** AIM OF THE TASK **
Rewrite the rows below as a numbered list, starting at the line with "of the reflection" and continuing through the end of the rows, and leave out any blank lines.

(Pointing and labeling rows)
———

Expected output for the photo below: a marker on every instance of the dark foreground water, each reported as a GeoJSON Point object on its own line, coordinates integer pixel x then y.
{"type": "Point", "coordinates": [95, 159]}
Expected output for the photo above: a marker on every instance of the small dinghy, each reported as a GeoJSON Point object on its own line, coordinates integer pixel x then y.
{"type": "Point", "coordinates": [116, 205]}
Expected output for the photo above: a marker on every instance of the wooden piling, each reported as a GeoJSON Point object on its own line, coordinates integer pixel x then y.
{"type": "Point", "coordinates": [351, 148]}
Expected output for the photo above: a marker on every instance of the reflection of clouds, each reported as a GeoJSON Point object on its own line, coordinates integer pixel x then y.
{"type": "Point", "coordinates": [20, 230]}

———

** EXERCISE RESPONSE **
1. Expected output for the photo above: a marker on every instance of the reflection of clouds, each reported as a GeoJSON Point object on its own line, coordinates integer pixel x then y.
2. {"type": "Point", "coordinates": [20, 230]}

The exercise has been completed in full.